*Data lines*.
# # # #
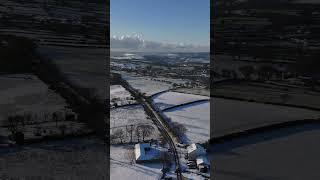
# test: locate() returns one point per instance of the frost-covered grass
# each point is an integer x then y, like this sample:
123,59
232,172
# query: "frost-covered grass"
170,99
26,93
122,168
128,117
149,85
196,118
264,156
233,115
120,96
79,158
82,66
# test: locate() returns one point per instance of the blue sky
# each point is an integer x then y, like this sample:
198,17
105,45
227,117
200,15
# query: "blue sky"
162,21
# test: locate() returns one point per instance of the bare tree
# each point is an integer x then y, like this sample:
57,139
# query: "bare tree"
138,133
129,129
178,129
130,156
119,134
146,130
15,125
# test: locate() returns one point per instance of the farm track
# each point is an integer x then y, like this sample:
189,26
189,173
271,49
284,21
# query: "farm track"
159,122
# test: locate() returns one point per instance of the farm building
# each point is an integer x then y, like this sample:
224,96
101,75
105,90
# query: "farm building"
195,150
203,164
144,152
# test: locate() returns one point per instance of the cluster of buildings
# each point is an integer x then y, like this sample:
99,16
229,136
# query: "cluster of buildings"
196,155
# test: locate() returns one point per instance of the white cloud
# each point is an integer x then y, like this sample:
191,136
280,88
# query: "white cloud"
135,42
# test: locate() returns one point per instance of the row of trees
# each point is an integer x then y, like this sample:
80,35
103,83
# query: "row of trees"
16,123
249,72
131,132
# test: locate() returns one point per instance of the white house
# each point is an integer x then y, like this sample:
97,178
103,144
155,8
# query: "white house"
203,163
144,152
195,150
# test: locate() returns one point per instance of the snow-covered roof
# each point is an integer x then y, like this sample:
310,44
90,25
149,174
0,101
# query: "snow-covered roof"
142,154
195,147
202,160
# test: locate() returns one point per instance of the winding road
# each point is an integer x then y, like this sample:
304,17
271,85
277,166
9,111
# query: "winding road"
159,122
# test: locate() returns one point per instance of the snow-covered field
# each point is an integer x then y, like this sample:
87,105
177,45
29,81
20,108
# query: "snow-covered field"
233,115
83,66
286,154
121,167
149,85
78,158
120,96
26,93
124,117
170,99
128,115
196,118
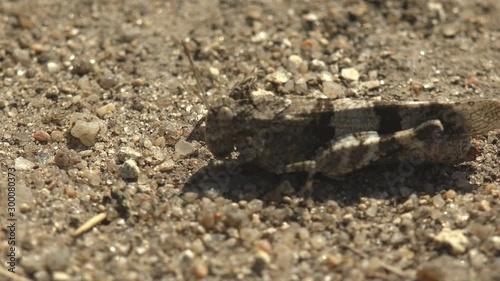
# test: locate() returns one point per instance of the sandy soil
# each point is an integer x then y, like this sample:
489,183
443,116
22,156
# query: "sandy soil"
117,70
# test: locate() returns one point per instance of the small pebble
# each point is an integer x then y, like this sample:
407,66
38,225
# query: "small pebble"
332,90
82,67
318,241
126,153
280,76
455,239
166,166
57,136
107,82
200,269
214,71
317,65
294,62
22,56
371,211
41,136
184,148
85,131
160,141
106,109
23,164
350,74
138,82
372,84
438,201
129,170
53,67
86,127
24,208
65,158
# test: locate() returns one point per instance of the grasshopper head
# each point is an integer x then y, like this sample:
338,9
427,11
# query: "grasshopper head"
220,127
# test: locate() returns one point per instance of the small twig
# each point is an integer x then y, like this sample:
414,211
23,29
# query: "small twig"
89,224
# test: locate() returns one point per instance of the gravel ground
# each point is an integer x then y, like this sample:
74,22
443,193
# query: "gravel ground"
97,99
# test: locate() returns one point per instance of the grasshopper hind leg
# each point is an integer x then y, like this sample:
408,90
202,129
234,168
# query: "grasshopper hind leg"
355,151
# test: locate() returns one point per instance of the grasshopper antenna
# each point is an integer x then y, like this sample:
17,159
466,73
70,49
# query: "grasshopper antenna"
201,92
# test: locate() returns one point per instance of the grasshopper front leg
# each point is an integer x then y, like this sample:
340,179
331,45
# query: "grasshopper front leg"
354,151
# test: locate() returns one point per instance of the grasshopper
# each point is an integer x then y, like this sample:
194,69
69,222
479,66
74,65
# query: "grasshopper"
338,136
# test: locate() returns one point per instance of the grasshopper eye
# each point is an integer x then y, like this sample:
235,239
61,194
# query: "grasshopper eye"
225,113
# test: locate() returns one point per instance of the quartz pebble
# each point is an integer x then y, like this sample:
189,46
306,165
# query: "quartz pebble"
41,136
65,158
86,127
294,62
166,166
184,148
350,74
129,170
106,109
53,67
280,76
372,84
23,164
332,90
454,238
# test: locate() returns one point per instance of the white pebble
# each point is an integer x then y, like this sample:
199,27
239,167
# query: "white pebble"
280,76
372,84
105,110
53,67
23,164
129,170
332,90
294,62
350,74
184,148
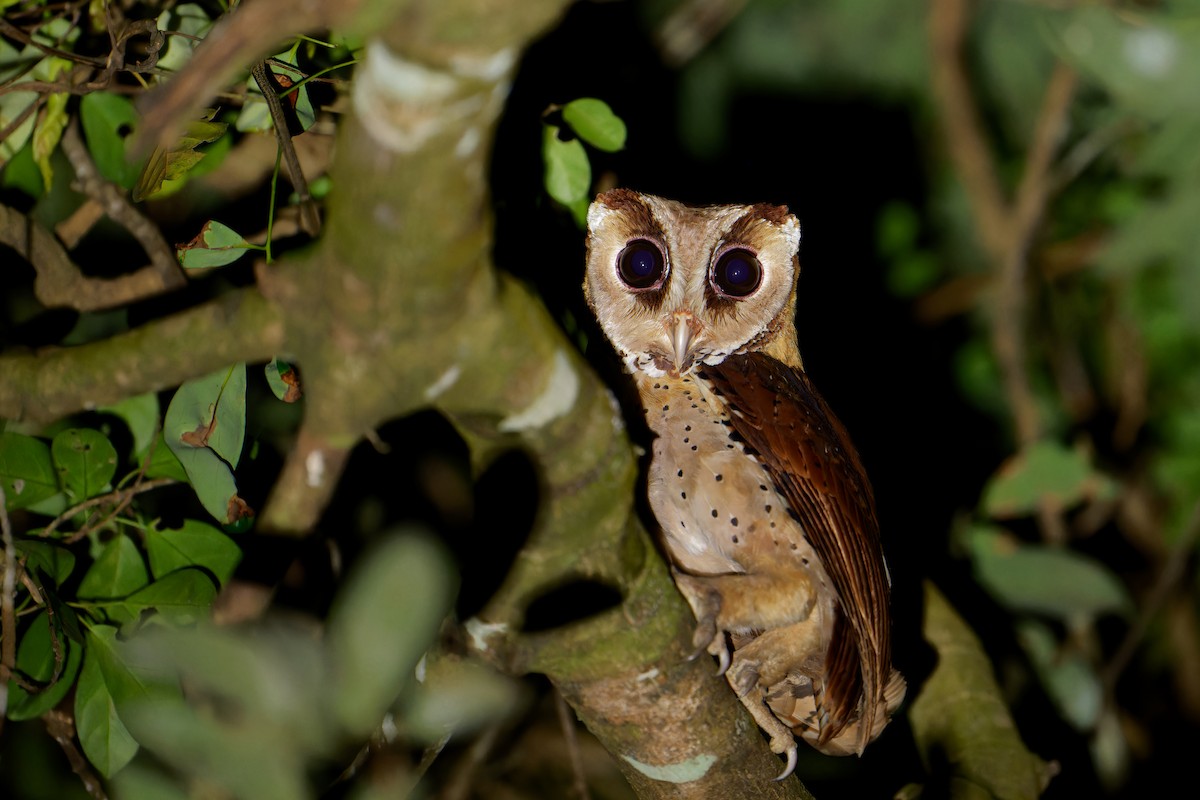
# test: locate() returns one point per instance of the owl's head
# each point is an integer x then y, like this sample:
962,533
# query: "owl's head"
676,286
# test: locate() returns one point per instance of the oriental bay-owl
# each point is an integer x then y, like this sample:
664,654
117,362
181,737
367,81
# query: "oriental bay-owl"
765,509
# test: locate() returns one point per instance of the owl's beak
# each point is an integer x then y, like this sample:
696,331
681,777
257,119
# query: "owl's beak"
683,329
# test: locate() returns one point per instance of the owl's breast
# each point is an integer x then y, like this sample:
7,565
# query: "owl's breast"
717,505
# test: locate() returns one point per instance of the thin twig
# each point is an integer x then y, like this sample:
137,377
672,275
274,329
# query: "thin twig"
462,777
7,608
121,497
309,217
1032,194
120,210
61,727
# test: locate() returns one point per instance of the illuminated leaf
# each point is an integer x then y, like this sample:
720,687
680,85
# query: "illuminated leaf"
405,588
85,462
216,245
36,660
175,162
568,172
205,427
48,132
27,470
107,121
1044,579
192,545
595,124
1043,471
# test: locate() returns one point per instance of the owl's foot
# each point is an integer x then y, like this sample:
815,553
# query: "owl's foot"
708,639
792,751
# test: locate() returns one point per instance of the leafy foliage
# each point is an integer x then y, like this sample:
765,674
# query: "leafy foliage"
1080,530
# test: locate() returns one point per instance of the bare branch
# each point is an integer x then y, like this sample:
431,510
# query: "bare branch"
961,127
59,281
7,608
120,210
121,499
53,383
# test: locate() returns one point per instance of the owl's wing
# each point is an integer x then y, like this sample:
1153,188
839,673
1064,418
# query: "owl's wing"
809,456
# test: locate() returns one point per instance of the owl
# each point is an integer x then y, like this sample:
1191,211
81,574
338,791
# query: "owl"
766,512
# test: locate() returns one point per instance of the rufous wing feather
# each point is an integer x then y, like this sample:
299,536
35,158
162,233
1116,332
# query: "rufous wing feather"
809,456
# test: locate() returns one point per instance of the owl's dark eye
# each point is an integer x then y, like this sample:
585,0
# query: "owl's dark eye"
640,265
737,274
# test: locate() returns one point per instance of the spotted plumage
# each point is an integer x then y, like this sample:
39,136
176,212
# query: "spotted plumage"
765,509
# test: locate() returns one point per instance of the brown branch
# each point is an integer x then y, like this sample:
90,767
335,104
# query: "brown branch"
59,282
1006,228
119,209
121,498
1168,578
961,126
18,34
7,607
55,382
61,728
1011,300
237,40
310,221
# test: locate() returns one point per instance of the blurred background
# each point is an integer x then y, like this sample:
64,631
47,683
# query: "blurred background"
1000,296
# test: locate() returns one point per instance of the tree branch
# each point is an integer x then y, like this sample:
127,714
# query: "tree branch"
52,383
59,281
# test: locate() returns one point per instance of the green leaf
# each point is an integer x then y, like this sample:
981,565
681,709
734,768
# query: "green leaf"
141,781
1145,64
181,597
281,377
1067,675
205,426
55,563
210,411
960,717
173,163
255,114
568,172
141,416
193,545
85,462
17,67
27,470
35,659
249,761
595,124
381,625
187,18
48,132
216,245
1043,471
118,571
105,739
1043,579
108,120
163,462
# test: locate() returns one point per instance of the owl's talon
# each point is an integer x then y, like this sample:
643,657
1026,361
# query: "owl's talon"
723,661
792,751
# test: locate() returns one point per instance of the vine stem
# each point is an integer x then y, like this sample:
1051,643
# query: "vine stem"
7,608
1006,227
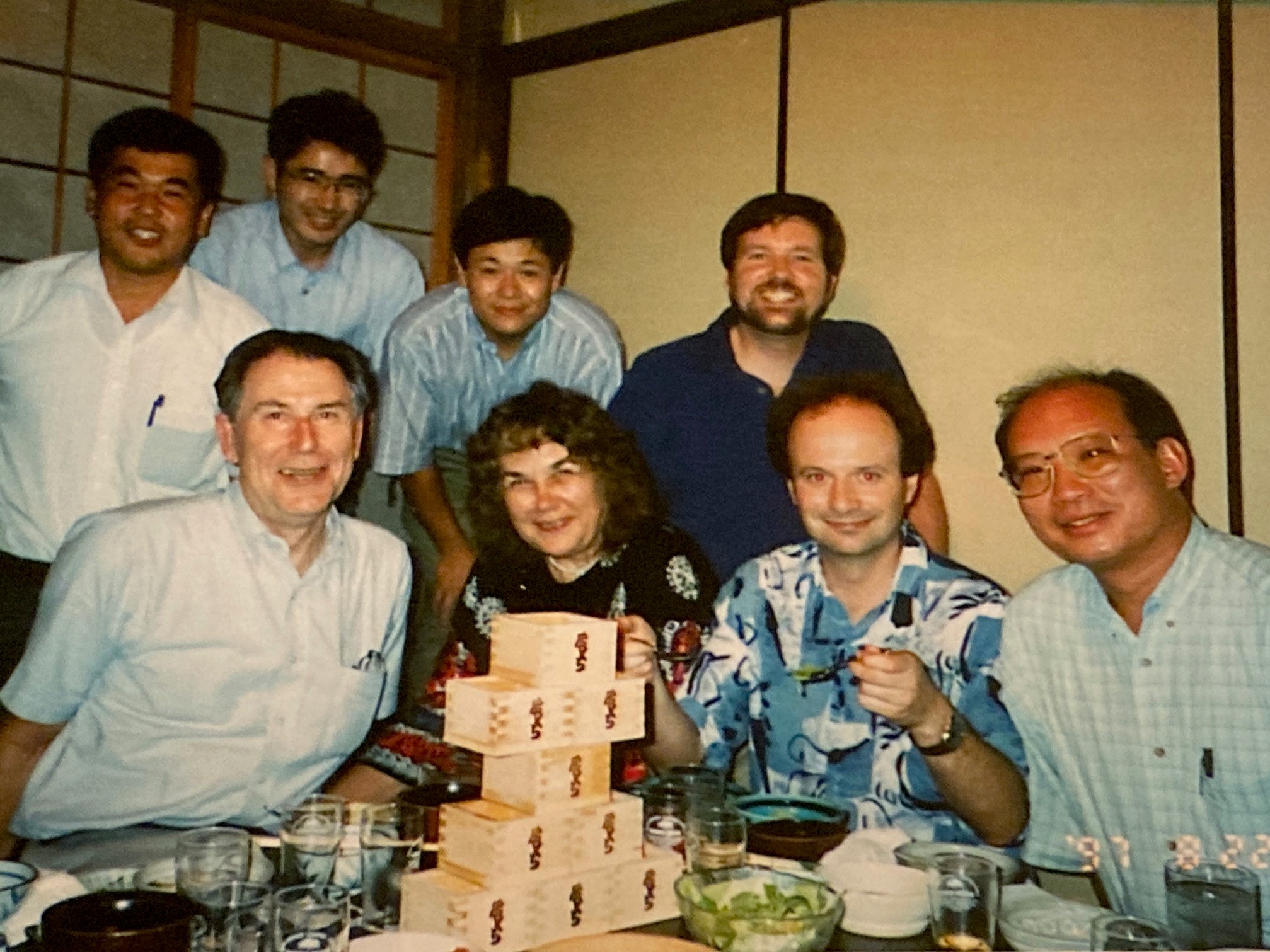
# # # #
*The task*. Format every line of the data above as a numbered list, skipping blank lines and leaving out the pictures.

*Solution*.
1. # test: locate() returns one point per instance of the frost-covered grass
2. # each point is an integer x then y, like this sample:
3. 123,59
4. 232,172
5. # query: "frost-covered grass"
6. 170,99
7. 26,93
8. 122,168
9. 128,117
10. 149,85
11. 196,118
12. 264,156
13. 233,115
14. 120,96
15. 79,158
16. 82,66
17. # test: locate() returns one point per instance of the blue sky
18. # each point is an integer x then y, like this sample:
19. 198,17
20. 105,45
21. 227,117
22. 200,15
23. # query: "blue sky"
24. 162,21
25. # test: locate() returns one point per instance of the bare tree
26. # each point is an integer x then y, like this sample:
27. 57,139
28. # query: "bare tree"
29. 138,133
30. 129,129
31. 178,129
32. 130,156
33. 119,134
34. 146,130
35. 15,125
36. # test: locate() returns one point per instance of the farm track
37. # each point is an integer x then y, like this sample:
38. 189,26
39. 189,173
40. 271,49
41. 284,21
42. # query: "farm track"
43. 159,122
44. # test: locate() returns one point per instance of the farm building
45. # each point is an integer x then y, like this sample:
46. 224,96
47. 101,75
48. 105,90
49. # query: "farm building"
50. 195,150
51. 203,164
52. 144,152
53. # test: locate() returns one point per instance of the cluster of buildings
54. # each point is an integer x then y, like this sample:
55. 99,16
56. 229,136
57. # query: "cluster of buildings"
58. 196,155
59. # test: locate() returns one point per instance of the white cloud
60. # each point is an integer x then y, like this sample:
61. 191,136
62. 280,88
63. # query: "white cloud"
64. 135,42
65. # test: locate() returns one point per instance of the row of trees
66. # each point is an integer x then y, like this sample:
67. 80,35
68. 103,83
69. # query: "row of trees"
70. 16,123
71. 249,72
72. 131,132
73. # test: locate() returns one point per instance of the white house
74. # each point is an integer x then y, like this sample:
75. 97,178
76. 103,144
77. 155,8
78. # query: "white house"
79. 203,163
80. 144,152
81. 195,150
82. # test: locate() returns one point per instance of the snow-covered roof
83. # each point is an integer x then y, like this sample:
84. 310,44
85. 90,25
86. 149,174
87. 0,101
88. # query: "snow-covered roof"
89. 142,154
90. 195,147
91. 202,160
92. # test: locate() returns one point per instance of the winding road
93. # each point is an integer x then y, like this sample:
94. 304,17
95. 271,85
96. 277,166
97. 9,111
98. # query: "winding road"
99. 159,122
100. # test: locate() returns one point per instance of the snow-covered field
101. # each point is an integer x then y, like this sample:
102. 87,105
103. 177,45
104. 29,81
105. 20,108
106. # query: "snow-covered field"
107. 233,115
108. 83,66
109. 286,154
110. 121,167
111. 149,85
112. 78,158
113. 120,96
114. 26,93
115. 124,117
116. 170,99
117. 128,115
118. 196,118
119. # test: locate() returns one point per instance of the sandy soil
120. # each point is an integer x then y, like this sample:
121. 489,183
122. 443,116
123. 22,156
124. # query: "sandy soil"
125. 117,70
126. # test: locate() returns one point per instance of the small pebble
127. # each point is an integer x then y, like this sample:
128. 407,66
129. 38,225
130. # query: "small pebble"
131. 332,90
132. 82,67
133. 318,241
134. 126,153
135. 280,76
136. 455,239
137. 166,166
138. 57,136
139. 107,82
140. 200,269
141. 214,71
142. 317,65
143. 294,62
144. 22,56
145. 371,211
146. 41,136
147. 184,148
148. 85,131
149. 160,141
150. 106,109
151. 23,164
152. 350,74
153. 138,82
154. 372,84
155. 438,201
156. 129,170
157. 53,67
158. 86,127
159. 24,208
160. 65,158
161. # test: locate() returns one point per instance of the grasshopper head
162. # each point is an integer x then y, like this sample:
163. 338,9
164. 427,11
165. # query: "grasshopper head"
166. 220,127
167. # test: locate() returns one point per instance of the small twig
168. # each point is an integer x then y, like this sample:
169. 414,211
170. 23,29
171. # query: "small twig"
172. 89,224
173. # test: locate() returns one point per instance of the gravel ground
174. # each point is an integer x then y, like this sample:
175. 74,22
176. 443,193
177. # query: "gravel ground"
178. 97,99
179. # test: locate() returns one point per instance of the grasshopper hind leg
180. # each point is an integer x then y, like this sample:
181. 408,90
182. 202,129
183. 234,168
184. # query: "grasshopper hind leg"
185. 355,151
186. # test: locate() returns one point per instance of the grasshopper antenna
187. # each point is an integer x then y, like this sample:
188. 17,159
189. 466,73
190. 70,49
191. # query: "grasshopper antenna"
192. 201,92
193. # test: locate() returns one point per instance of the grasshopper front leg
194. # each point is an integer x then y, like this sample:
195. 340,179
196. 331,45
197. # query: "grasshopper front leg"
198. 354,151
199. # test: locate() returns one point per instance of the grasshopper
200. # each point is an integer x then y, like this sample:
201. 194,69
202. 69,222
203. 479,66
204. 74,65
205. # query: "grasshopper"
206. 338,136
207. # test: locate() returns one point per instance of the grasshopper eye
208. # each point is an integer x then y, like this sample:
209. 235,239
210. 61,194
211. # query: "grasshopper eye"
212. 225,113
213. # test: locate() returns one point per instance of the quartz pebble
214. # each point is an integer x then y, like this sample:
215. 189,46
216. 306,165
217. # query: "quartz pebble"
218. 41,136
219. 65,158
220. 86,127
221. 294,62
222. 166,166
223. 184,148
224. 350,74
225. 129,170
226. 106,109
227. 53,67
228. 280,76
229. 372,84
230. 23,164
231. 332,90
232. 454,238
233. # test: locate() returns one point per instance of the white pebble
234. # each point is an integer x then y, like this sample:
235. 199,27
236. 239,167
237. # query: "white pebble"
238. 280,76
239. 372,84
240. 105,110
241. 53,67
242. 23,164
243. 129,170
244. 332,90
245. 294,62
246. 350,74
247. 184,148
248. # test: locate() returns one point per instance of the owl's head
249. # each point is an integer x then y, like this sample:
250. 962,533
251. # query: "owl's head"
252. 676,286
253. # test: locate() returns one point per instance of the oriental bay-owl
254. # each point is an integer x then y, like this sample:
255. 664,654
256. 117,362
257. 181,737
258. 367,81
259. # query: "oriental bay-owl"
260. 765,509
261. # test: locate() returns one point per instance of the owl's beak
262. # each point is an integer x then y, like this sample:
263. 696,331
264. 681,777
265. 257,119
266. # query: "owl's beak"
267. 683,329
268. # test: locate() returns one point per instance of the owl's breast
269. # each point is an integer x then y, like this sample:
270. 7,565
271. # query: "owl's breast"
272. 717,505
273. # test: locate() returns one point per instance of the thin twig
274. # each point is an integer x then y, like this sample:
275. 137,377
276. 672,275
277. 274,329
278. # query: "thin twig"
279. 462,777
280. 7,608
281. 121,497
282. 309,217
283. 1032,194
284. 120,210
285. 61,727
286. # test: locate() returns one point per instance of the illuminated leaf
287. # each point is an integer x then y, like this sample:
288. 720,687
289. 680,85
290. # query: "illuminated leaf"
291. 405,588
292. 85,462
293. 216,245
294. 36,660
295. 175,162
296. 568,172
297. 205,427
298. 48,132
299. 27,470
300. 107,121
301. 1044,579
302. 192,545
303. 595,124
304. 1043,471
305. # test: locate() returns one point per instance of the owl's foot
306. # each point is an integer x then y, like this sample:
307. 815,553
308. # query: "owl's foot"
309. 708,639
310. 792,751
311. # test: locate() returns one point per instance of the leafy foliage
312. # each point is an integer x then y, like this sample:
313. 765,674
314. # query: "leafy foliage"
315. 1080,530
316. # test: locate() returns one point per instance of the bare branch
317. # each point is an integer x then y, like this sample:
318. 431,510
319. # query: "bare branch"
320. 961,127
321. 59,281
322. 7,608
323. 120,210
324. 121,499
325. 53,383
326. # test: locate() returns one point per instance of the owl's wing
327. # each point is an integer x then y, like this sample:
328. 1153,188
329. 839,673
330. 1064,418
331. # query: "owl's wing"
332. 809,456
333. # test: locate() returns one point per instance of the owl
334. # each point is an integer x then y, like this sample:
335. 1191,211
336. 81,574
337. 338,791
338. # query: "owl"
339. 766,512
340. # test: locate() returns one point per instance of the rufous wing feather
341. # each point is an integer x then y, like this sample:
342. 299,536
343. 35,158
344. 162,233
345. 1116,332
346. # query: "rufous wing feather"
347. 809,456
348. # test: locate() returns one point per instance of the owl's dark eye
349. # each point is an integer x then y, like this sample:
350. 585,0
351. # query: "owl's dark eye"
352. 640,265
353. 737,274
354. # test: locate() returns one point per instance of the spotted plumage
355. # each point is an integer x then y, like this sample:
356. 39,136
357. 176,212
358. # query: "spotted plumage"
359. 765,509
360. # test: locate() returns one point per instance of the brown branch
361. # each point is an integer x then y, like this sample:
362. 90,767
363. 335,104
364. # query: "brown branch"
365. 59,282
366. 1006,228
367. 119,209
368. 121,498
369. 1168,578
370. 961,126
371. 18,34
372. 7,607
373. 55,382
374. 61,728
375. 1011,300
376. 237,40
377. 310,221
378. # test: locate() returns one point per instance of the blurred background
379. # each point is an integer x then y, like this sample:
380. 64,631
381. 47,683
382. # query: "blurred background"
383. 1000,296
384. # test: locate() returns one point per instance of the tree branch
385. # each point is an integer x then y, like this sample:
386. 127,714
387. # query: "tree branch"
388. 52,383
389. 59,281
390. # test: locate() returns one point per instance of the green leaf
391. # each point is an integer x then y, like this sample:
392. 981,565
393. 681,709
394. 734,768
395. # query: "green leaf"
396. 141,781
397. 1145,64
398. 181,597
399. 281,377
400. 1067,675
401. 205,426
402. 55,563
403. 210,411
404. 960,717
405. 173,163
406. 255,114
407. 568,172
408. 141,416
409. 193,545
410. 85,462
411. 17,67
412. 27,470
413. 35,659
414. 249,761
415. 595,124
416. 381,625
417. 187,18
418. 48,132
419. 216,245
420. 1043,471
421. 118,571
422. 105,739
423. 1043,579
424. 108,120
425. 163,462
426. # test: locate() returns one point per instance of the owl's talon
427. # each point is an integer x then y, like this sample:
428. 643,657
429. 1026,361
430. # query: "owl's talon"
431. 723,661
432. 792,751
433. # test: locate() returns one point per instance of the vine stem
434. # each point is an integer x then y, like this sample:
435. 1051,643
436. # query: "vine stem"
437. 7,608
438. 1006,227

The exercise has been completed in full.